> **Seçilen Metin**:

********

ŞÜKÜR
ولو ان لي في كل منبت شعرة
لسانا يبث الشكر كنت مقصرا
Velev enne lî fi külli menbeti şa'ratin,
Lisênen yebussüşşükra küntü mukassiran.
Lisênen yebussüşşükra küntü mukassiran.
Eğer benim vucudumda bulunan (ve sayılması gayri kâbil olan kılların) her birisinin bittiği yerde bir dil olsa ve bunlar (diller) Yüce Allah'a şükredip dâima şükrü yaysalar, yine de Yüce Allah'a şükretme konusunda kusurlu ve eksik kalırım.
İman iki bölümdür bir bölümü sabır, diğer bölümü şükürdür.
Beyhakî | Şuab 9715
Beyhakî | Şuab 9715
Yüce Allah'ın nimetlerini dile getirmek şükürdür bunu terk etmek nimete küfrandır, az'a şükretmeyen çoğa da şükretmez, insanlara teşekkür etmesini beceremeyen yüce Allah'a da şükredemez.

********

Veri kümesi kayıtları
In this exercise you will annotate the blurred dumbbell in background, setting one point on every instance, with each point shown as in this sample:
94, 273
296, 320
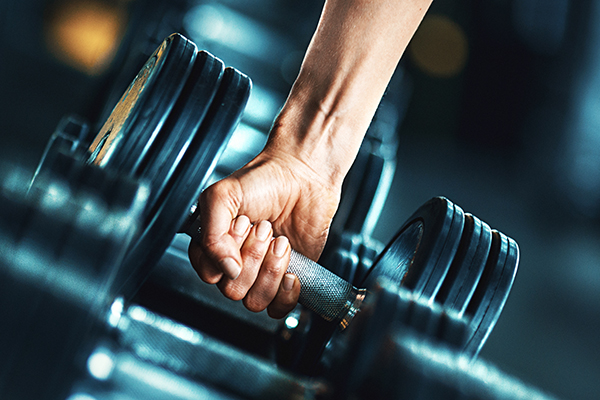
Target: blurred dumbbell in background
352, 249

********

> **Yapılacaklar**:
a) Şükür metnine göre şu soruları cevaplayın:
(i) İman kaç bölümdür ve bu bölümler nelerdir?
(ii) Yüce Allah'ın nimetlerini dile getirmeyi terk etmek ne olarak adlandırılıyor?
(iii) Vücuttaki her kılın bittiği yerde bir dil olsa ve bu diller hep şükretse bile, sözü söyleyen kişi şükür konusunda nasıl kalır?
b) Şükür metninde "Eğer benim vucudumda" sözleriyle başlayıp "ve eksik kalırım." sözlerine kadar süren kısmın aynısını çıkarın.

> **Görevlere Göre Cevaplar**:
a)
(i) İki bölümdür: biri sabır, diğeri şükür.
(ii) Nimete küfran.
(iii) Kusurlu ve eksik kalır.

b)
Eğer benim vucudumda bulunan (ve sayılması gayri kâbil olan kılların) her birisinin bittiği yerde bir dil olsa ve bunlar (diller) Yüce Allah'a şükredip dâima şükrü yaysalar, yine de Yüce Allah'a şükretme konusunda kusurlu ve eksik kalırım.